Robot movement planning for obstacle avoidance using reinforcement learning

Table of Contents

Robot kinematic model

In this work, we employ a standard 6-degree-of-freedom industrial manipulator³⁰ as our experimental platform. The kinematic model of the robot is derived using the standard Denavit–Hartenberg (DH) convention. According to this convention, each joint is assigned a coordinate frame, enabling the definition of spatial transformations between consecutive joints.

Using these DH parameters, we calculate the forward kinematics to determine the robot configuration. Each transformation matrix ${}^{i-1}\mathbf{T}{i}$ from joint $i-1$ to joint i is defined as

$$\begin{aligned} {}^{i-1}\mathbf{T}_{i} = \begin{bmatrix} \cos \theta _i & \quad -\sin \theta _i \cos \alpha _i & \quad \sin \theta _i \sin \alpha _i & \quad a_i \cos \theta _i \\ \sin \theta _i & \quad \cos \theta _i \cos \alpha _i & \quad -\cos \theta _i \sin \alpha _i & \quad a_i \sin \theta _i \\ 0 & \quad \sin \alpha _i & \quad \cos \alpha _i & \quad d_i \\ 0 & \quad 0 & \quad 0 & \quad 1 \end{bmatrix}. \end{aligned}$$

(1)

^^^^^^^^

**WRITTEN EXERCISE 1**.
Answer these questions about the passage on robot kinematics:
(a) How many degrees of freedom does the industrial manipulator have?
(b) Which convention is used to derive the robot's kinematic model?
(c) What is forward kinematics calculated to determine?
**WRITTEN EXERCISE 2**. Print the section of the passage on robot kinematics that begins at the words "Robot kinematic model" and stops after "between consecutive joints.".
**WRITTEN EXERCISE 3**. Proceed with the passage on robot kinematics from the point where it stops.
The material that comes next is separate from the passage on robot kinematics.

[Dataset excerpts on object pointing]

^^^^^^^^

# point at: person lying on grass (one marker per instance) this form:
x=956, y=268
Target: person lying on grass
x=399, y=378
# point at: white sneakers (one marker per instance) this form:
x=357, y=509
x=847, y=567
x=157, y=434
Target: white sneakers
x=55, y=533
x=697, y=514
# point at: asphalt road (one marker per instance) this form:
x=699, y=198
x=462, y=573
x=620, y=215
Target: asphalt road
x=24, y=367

^^^^^^^^

**RIGHT ANSWER 1**.
(a) Six.
(b) The standard Denavit–Hartenberg (DH) convention.
(c) The robot configuration.

**RIGHT ANSWER 2**.
Robot kinematic model

In this work, we employ a standard 6-degree-of-freedom industrial manipulator³⁰ as our experimental platform. The kinematic model of the robot is derived using the standard Denavit–Hartenberg (DH) convention. According to this convention, each joint is assigned a coordinate frame, enabling the definition of spatial transformations between consecutive joints.

**RIGHT ANSWER 3**.
The complete forward kinematic transformation from the base frame to the end-effector frame is obtained by multiplying these matrices sequentially:

$$\begin{aligned} {}^{0}\mathbf{T}{6} = \prod {i=1}^{6} {}^{i-1}\mathbf{T}_{i}. \end{aligned}$$

(2)

From ${}^{0}\mathbf{T}_{6}$, the end-effector position (x, y, z) is extracted and used for collision detection and distance computations in the obstacle avoidance algorithm. By incorporating forward kinematics directly into our methodology, we simplify computational requirements while ensuring accurate spatial data for our reinforcement learning framework.

Continuous obstacle avoidance with APF-DDPG framework

In this work, we propose an obstacle avoidance approach that integrates APF with DDPG reinforcement learning³¹. This integration addresses critical limitations of each method individually. APF methods often encounter local minima problems, particularly when attractive and repulsive forces oppose each other³². Pure DDPG methods, in contrast, typically require extensive exploration and lack direct spatial information, potentially slowing convergence and complicating navigation. The combined APF-DDPG framework thus leverages structured spatial information from APF and the robust exploratory learning ability of DDPG, facilitating efficient and reliable obstacle avoidance in continuous state-action scenarios.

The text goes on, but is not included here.